- [TASK DIRECTIONS]
Copy the rows below, starting with the first one and ending with the one containing "[289,173,426,337]", but change "white beard" to "gray beard" and leave everything else the same.

- [RECORDS SHOWN]
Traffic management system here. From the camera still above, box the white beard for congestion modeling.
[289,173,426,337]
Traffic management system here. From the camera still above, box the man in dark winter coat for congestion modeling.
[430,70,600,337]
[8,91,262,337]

- [SOLVED EXERCISE]
Traffic management system here. From the camera still above, box the gray beard for congestion modeling.
[289,173,426,337]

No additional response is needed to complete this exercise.